───── TASK MATERIAL ─────
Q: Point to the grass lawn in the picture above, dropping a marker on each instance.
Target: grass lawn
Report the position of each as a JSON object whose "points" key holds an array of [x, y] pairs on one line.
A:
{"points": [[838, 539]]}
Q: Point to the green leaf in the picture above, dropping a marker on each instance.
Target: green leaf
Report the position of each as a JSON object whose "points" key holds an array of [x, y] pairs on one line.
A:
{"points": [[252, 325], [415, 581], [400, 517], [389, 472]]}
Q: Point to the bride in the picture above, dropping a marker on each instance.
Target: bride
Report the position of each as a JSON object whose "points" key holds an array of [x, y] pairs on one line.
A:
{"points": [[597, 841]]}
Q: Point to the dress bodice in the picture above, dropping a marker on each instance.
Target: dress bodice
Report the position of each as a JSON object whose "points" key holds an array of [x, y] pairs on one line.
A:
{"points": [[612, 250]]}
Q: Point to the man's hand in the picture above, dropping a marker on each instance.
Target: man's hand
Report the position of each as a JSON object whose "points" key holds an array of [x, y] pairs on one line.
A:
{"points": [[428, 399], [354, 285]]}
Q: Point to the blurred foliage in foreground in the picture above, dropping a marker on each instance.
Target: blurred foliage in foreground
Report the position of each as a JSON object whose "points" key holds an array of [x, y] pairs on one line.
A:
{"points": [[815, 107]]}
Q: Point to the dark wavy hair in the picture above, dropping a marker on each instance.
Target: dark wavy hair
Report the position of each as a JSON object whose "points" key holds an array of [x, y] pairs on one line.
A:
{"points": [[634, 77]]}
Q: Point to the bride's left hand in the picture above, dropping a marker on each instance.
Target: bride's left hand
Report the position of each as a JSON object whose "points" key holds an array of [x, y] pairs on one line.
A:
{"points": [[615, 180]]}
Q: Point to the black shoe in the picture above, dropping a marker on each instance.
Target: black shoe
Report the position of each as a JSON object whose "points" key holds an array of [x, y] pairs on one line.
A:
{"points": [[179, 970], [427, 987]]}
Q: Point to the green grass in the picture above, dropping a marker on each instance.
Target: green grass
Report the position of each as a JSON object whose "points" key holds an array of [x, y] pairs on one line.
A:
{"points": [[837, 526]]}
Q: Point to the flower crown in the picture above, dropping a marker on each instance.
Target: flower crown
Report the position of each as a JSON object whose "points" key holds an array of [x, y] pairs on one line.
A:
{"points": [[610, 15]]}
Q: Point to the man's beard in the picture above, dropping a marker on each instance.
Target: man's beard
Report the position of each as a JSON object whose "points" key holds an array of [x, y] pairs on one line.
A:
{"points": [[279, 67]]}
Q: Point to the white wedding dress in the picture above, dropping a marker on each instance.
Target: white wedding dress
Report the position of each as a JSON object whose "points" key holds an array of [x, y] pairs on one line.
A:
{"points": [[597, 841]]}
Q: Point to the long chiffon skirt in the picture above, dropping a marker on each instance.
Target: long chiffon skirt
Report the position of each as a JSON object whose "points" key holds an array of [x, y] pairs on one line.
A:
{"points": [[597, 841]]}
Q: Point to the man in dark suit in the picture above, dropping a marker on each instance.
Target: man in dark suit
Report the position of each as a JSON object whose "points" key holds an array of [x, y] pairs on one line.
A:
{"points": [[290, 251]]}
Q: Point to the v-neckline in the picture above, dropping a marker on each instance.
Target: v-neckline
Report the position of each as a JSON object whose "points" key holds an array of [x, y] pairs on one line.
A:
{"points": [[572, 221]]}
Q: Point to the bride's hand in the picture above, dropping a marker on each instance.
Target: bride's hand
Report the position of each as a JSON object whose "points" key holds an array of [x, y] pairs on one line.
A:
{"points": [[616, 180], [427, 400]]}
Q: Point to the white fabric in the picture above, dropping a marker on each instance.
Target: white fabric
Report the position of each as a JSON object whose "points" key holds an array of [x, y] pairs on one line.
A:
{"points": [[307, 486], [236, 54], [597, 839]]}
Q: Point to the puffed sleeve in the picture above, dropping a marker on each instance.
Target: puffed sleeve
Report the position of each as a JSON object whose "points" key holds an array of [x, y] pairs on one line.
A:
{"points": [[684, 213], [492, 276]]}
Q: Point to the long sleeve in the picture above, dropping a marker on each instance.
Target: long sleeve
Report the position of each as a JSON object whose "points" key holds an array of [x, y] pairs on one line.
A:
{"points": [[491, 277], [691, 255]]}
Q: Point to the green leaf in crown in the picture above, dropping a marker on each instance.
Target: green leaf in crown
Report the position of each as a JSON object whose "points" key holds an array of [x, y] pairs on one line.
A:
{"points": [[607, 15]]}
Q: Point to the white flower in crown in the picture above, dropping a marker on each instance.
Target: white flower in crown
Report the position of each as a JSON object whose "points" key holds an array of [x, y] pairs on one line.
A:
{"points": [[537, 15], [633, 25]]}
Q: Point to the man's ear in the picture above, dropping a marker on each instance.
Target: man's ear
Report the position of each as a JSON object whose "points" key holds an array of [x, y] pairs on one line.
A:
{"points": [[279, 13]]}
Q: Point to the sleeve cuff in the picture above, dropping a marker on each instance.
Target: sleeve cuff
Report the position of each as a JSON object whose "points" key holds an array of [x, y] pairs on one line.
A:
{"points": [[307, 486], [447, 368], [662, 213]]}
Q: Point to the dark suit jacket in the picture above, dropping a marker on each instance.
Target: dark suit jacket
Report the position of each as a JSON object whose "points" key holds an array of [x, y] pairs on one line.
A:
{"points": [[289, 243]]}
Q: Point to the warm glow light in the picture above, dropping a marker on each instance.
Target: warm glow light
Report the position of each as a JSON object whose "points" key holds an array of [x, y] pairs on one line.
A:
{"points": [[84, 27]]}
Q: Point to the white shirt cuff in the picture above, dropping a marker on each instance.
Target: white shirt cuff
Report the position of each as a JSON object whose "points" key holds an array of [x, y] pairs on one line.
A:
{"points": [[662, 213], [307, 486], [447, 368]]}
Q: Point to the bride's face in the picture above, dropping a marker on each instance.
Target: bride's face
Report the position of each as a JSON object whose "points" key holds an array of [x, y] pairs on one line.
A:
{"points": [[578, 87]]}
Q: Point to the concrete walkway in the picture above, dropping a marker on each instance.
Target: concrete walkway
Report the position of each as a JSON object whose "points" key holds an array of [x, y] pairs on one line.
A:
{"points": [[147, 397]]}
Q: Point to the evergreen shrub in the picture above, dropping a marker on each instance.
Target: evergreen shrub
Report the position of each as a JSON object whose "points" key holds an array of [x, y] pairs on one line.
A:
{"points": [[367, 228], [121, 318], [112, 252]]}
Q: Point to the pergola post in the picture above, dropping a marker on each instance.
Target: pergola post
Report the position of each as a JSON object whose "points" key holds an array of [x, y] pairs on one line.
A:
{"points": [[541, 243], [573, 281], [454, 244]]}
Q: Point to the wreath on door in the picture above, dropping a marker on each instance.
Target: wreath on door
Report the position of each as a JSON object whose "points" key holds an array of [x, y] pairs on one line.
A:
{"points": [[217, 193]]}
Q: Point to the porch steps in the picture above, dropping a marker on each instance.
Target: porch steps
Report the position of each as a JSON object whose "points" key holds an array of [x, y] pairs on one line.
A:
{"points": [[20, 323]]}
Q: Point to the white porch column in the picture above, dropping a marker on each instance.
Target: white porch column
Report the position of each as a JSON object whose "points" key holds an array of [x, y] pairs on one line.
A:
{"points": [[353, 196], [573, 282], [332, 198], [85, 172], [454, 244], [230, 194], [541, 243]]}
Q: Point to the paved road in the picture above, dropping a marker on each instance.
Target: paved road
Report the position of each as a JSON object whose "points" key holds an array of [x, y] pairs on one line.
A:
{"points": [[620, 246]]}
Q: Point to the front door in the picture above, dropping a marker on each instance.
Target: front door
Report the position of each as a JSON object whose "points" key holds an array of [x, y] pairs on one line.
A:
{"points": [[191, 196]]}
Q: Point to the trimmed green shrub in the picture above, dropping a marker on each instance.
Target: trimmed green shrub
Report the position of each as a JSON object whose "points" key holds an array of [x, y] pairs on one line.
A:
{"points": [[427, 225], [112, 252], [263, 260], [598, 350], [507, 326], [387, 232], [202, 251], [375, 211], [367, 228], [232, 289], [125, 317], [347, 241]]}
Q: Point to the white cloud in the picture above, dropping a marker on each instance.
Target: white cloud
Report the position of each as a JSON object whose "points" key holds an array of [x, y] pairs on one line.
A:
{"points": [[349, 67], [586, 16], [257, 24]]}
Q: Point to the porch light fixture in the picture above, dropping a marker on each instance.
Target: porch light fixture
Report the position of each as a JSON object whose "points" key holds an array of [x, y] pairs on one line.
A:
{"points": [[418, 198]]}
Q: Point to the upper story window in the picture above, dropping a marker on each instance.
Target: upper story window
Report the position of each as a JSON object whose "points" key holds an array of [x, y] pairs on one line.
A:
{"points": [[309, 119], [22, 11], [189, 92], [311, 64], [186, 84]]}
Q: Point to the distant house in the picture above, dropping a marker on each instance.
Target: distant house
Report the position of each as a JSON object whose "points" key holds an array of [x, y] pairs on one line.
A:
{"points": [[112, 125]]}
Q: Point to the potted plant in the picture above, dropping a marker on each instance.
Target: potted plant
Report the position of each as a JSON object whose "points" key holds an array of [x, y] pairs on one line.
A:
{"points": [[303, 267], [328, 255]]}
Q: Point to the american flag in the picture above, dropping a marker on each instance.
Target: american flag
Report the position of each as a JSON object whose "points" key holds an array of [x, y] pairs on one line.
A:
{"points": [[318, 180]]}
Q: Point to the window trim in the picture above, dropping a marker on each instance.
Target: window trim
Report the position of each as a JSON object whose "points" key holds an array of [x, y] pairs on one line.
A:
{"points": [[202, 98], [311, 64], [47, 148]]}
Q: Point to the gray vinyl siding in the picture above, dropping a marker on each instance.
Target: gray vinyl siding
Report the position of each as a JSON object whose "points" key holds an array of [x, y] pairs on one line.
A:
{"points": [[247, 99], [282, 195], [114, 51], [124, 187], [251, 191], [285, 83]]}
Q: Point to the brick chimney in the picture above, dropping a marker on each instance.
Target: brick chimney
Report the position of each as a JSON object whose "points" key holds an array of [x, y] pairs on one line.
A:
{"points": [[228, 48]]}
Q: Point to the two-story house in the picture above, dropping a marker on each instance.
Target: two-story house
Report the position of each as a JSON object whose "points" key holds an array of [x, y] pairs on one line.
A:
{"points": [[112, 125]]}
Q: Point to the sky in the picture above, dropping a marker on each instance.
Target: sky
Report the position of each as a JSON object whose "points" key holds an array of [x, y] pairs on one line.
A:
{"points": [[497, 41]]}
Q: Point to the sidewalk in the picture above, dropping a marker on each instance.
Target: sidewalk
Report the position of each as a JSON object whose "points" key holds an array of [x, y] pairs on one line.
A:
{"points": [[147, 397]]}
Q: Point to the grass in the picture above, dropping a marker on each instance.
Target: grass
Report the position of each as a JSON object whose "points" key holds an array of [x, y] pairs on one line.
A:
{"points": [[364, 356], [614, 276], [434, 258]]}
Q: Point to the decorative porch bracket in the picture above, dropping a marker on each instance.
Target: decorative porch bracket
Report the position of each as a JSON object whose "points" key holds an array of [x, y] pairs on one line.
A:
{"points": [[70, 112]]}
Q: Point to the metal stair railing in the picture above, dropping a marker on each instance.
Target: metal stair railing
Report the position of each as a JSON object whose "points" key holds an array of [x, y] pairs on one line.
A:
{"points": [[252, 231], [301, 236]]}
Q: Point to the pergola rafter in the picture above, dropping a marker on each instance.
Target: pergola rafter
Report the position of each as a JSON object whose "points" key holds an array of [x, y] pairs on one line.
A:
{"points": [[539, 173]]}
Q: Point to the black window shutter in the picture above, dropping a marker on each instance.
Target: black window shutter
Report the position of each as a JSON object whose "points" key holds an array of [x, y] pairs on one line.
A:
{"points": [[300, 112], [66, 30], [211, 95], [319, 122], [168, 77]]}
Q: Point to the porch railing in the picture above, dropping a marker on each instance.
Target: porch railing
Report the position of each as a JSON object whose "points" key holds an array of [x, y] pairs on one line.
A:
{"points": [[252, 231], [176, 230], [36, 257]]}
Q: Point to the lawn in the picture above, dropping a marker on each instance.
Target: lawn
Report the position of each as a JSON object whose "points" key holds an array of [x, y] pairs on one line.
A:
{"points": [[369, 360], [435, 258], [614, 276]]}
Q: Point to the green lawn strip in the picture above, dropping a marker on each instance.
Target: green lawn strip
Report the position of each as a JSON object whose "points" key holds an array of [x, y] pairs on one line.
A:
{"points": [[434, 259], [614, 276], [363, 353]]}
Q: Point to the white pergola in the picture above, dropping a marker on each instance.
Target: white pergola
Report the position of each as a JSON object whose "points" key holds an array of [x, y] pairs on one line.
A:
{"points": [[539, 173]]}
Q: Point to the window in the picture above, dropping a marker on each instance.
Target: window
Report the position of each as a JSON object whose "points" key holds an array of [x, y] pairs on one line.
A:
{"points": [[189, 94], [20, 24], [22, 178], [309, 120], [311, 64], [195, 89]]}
─────
• _TASK TO CARRY OUT_
Repeat exactly, and only, the lines from the line containing "Q: Point to the black window" through the last line of the records above, both included.

• _OUTPUT_
Q: Point to the black window shutter in the picture above, dropping a marker on each instance.
Target: black window shutter
Report the position of each as a JSON object whose "points" key holds an array of [x, y] pairs on one line.
A:
{"points": [[300, 112], [66, 30], [211, 95], [319, 122], [168, 77]]}
Q: Point to the porch railing in the picture above, dropping a marker on each instance.
Target: porch railing
Report the position of each as a JSON object whose "points" key holds an array of [x, y] pairs on one line.
A:
{"points": [[252, 231], [176, 230], [36, 257]]}
Q: Point to the lawn in the picture above, dropping a marker on each instance.
Target: lawn
Report the position of each as a JSON object whose "points" key holds an array of [x, y] pairs on one line.
A:
{"points": [[369, 360], [435, 258], [614, 276]]}
Q: Point to the green lawn strip in the picture above, dropping a marker on each instance.
Target: green lawn strip
Report the position of each as a JSON object whose "points" key holds an array of [x, y] pairs on one line.
A:
{"points": [[434, 259], [614, 276], [363, 353]]}
Q: Point to the white pergola in the picture above, dropping a marker on each instance.
Target: white pergola
Report the position of each as a JSON object whose "points" key holds an array of [x, y] pairs on one line.
A:
{"points": [[539, 173]]}
Q: Point to the window in the picture above, dropping a marker on each instance.
Target: window
Report the position of each as a JSON object whose "points" key holds an array of [x, y] pairs on one line.
A:
{"points": [[189, 94], [20, 24], [22, 178], [309, 120], [311, 64], [195, 89]]}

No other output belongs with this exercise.